§ Directive:
In the material below, swap "pine tree" for "oak tree" in the lines starting at the one containing "tree and report its bounding box coordinates." and ending at the one containing "[45,191,96,295]". Return only those lines, with nothing else changed.

§ Dataset:
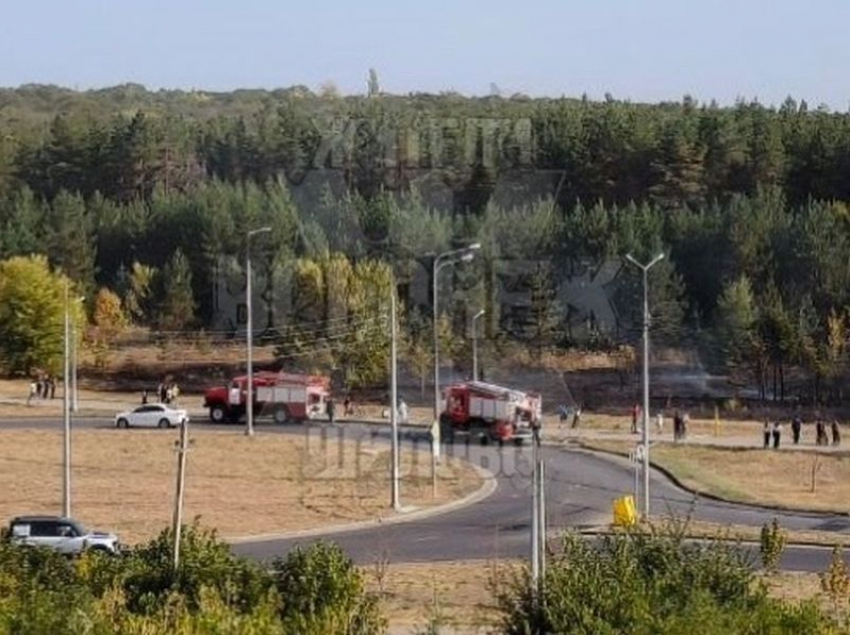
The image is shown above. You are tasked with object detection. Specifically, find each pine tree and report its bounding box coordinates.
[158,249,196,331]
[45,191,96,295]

...

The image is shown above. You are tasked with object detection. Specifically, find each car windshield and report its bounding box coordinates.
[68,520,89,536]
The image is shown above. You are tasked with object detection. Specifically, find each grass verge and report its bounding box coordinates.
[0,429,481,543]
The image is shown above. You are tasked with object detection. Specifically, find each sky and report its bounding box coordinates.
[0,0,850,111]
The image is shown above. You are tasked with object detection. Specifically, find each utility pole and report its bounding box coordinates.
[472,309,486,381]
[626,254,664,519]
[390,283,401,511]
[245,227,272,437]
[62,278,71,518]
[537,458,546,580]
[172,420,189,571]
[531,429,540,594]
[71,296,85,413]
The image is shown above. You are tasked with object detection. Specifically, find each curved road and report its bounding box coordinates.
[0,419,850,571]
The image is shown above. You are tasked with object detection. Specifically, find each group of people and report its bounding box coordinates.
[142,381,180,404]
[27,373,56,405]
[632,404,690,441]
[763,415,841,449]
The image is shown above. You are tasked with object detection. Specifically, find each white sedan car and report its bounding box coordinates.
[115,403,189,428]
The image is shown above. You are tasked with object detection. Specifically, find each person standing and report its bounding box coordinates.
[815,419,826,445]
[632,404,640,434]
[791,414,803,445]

§ Correct answer:
The image is shown above. You are tasked with object detection. Specifically, find each oak tree and report its bounding box coordinates.
[158,249,196,331]
[45,191,96,295]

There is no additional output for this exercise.